Table of Contents
Fetching ...

AdaEmbed: Semi-supervised Domain Adaptation in the Embedding Space

Ali Mottaghi, Mohammad Abdullah Jamal, Serena Yeung, Omid Mohareri

TL;DR

AdaEmbed tackles domain shift in vision tasks by learning a shared embedding space and using prototype-based pseudo-labels to guide semi-supervised domain adaptation. It combines cross-entropy supervision, balanced pseudo-labeling via k-NN to class prototypes, and instance-level contrastive alignment with a memory bank, while updating class prototypes through entropy-driven signals in a minimax training setup. Extensive experiments on DomainNet-126, Office-Home, and VisDA-C demonstrate state-of-the-art performance in both SSDA and UDA settings, with ablations confirming the critical roles of pseudo-labeling, contrastive loss, and entropy. The method is model-agnostic, data-efficient, and practical for real-world deployment, with code released to foster further research.

Abstract

Semi-supervised domain adaptation (SSDA) presents a critical hurdle in computer vision, especially given the frequent scarcity of labeled data in real-world settings. This scarcity often causes foundation models, trained on extensive datasets, to underperform when applied to new domains. AdaEmbed, our newly proposed methodology for SSDA, offers a promising solution to these challenges. Leveraging the potential of unlabeled data, AdaEmbed facilitates the transfer of knowledge from a labeled source domain to an unlabeled target domain by learning a shared embedding space. By generating accurate and uniform pseudo-labels based on the established embedding space, the model overcomes the limitations of conventional SSDA, thus enhancing performance significantly. Our method's effectiveness is validated through extensive experiments on benchmark datasets such as DomainNet, Office-Home, and VisDA-C, where AdaEmbed consistently outperforms all the baselines, setting a new state of the art for SSDA. With its straightforward implementation and high data efficiency, AdaEmbed stands out as a robust and pragmatic solution for real-world scenarios, where labeled data is scarce. To foster further research and application in this area, we are sharing the codebase of our unified framework for semi-supervised domain adaptation.

Items —
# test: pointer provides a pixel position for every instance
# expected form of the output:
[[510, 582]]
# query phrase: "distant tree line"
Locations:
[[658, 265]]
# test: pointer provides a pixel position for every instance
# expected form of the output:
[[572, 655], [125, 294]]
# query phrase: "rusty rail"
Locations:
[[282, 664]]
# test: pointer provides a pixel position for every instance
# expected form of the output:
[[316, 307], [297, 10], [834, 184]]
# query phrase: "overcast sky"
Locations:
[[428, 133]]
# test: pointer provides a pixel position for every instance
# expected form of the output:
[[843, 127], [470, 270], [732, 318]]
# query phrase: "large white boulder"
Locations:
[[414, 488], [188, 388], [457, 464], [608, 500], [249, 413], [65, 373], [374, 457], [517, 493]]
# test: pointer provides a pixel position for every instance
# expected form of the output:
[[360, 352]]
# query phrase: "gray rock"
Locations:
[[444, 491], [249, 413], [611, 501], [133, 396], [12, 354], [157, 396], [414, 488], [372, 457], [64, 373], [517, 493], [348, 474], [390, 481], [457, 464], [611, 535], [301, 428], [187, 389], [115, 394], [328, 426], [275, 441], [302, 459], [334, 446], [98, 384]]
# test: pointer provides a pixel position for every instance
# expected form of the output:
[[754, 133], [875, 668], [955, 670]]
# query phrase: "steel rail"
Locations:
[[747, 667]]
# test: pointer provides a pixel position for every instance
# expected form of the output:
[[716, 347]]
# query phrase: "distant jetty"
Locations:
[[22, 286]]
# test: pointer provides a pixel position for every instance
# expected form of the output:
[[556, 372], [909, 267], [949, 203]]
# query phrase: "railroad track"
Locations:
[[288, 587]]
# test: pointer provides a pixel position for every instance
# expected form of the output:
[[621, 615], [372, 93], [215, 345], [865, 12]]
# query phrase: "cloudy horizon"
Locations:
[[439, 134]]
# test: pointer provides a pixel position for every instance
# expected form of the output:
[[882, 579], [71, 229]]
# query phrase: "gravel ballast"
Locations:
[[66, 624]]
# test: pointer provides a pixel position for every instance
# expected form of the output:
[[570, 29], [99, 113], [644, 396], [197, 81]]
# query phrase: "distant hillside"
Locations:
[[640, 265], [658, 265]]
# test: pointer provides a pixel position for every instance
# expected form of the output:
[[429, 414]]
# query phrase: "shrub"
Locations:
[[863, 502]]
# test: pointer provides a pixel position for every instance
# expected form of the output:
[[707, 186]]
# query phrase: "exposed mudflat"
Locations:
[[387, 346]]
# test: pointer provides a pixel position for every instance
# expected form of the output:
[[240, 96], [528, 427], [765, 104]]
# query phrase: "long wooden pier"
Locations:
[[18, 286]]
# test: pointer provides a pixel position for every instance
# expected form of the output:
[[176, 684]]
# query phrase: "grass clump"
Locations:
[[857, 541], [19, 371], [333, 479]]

--

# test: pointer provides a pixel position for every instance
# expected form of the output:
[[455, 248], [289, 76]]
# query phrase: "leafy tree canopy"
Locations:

...

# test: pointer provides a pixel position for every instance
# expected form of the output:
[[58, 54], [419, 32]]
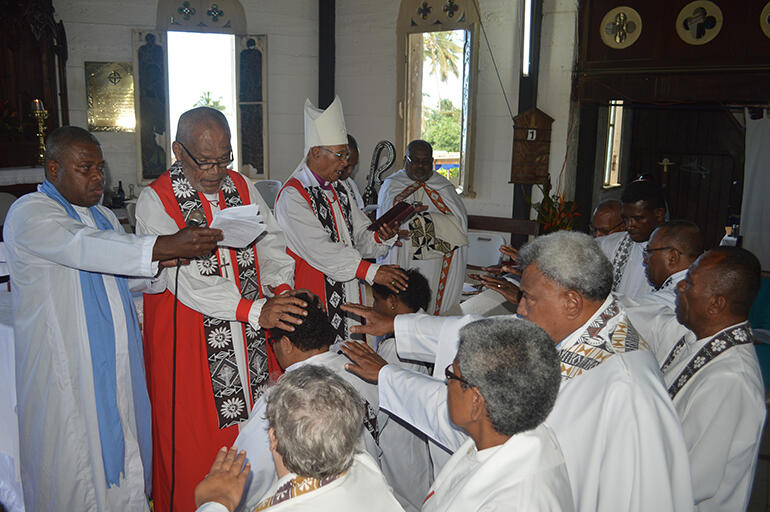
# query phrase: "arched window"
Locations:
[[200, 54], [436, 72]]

Problem details — Print word for word the stretch of the AdaEmbed page above, starting with "AdaEmbed tackles domain" and going on through "foster further research.".

Full solution —
AdaEmbed tackles domain shift in vision tasks by learning a shared embedding space and using prototype-based pseudo-labels to guide semi-supervised domain adaptation. It combines cross-entropy supervision, balanced pseudo-labeling via k-NN to class prototypes, and instance-level contrastive alignment with a memory bank, while updating class prototypes through entropy-driven signals in a minimax training setup. Extensive experiments on DomainNet-126, Office-Home, and VisDA-C demonstrate state-of-the-art performance in both SSDA and UDA settings, with ablations confirming the critical roles of pseudo-labeling, contrastive loss, and entropy. The method is model-agnostic, data-efficient, and practical for real-world deployment, with code released to foster further research.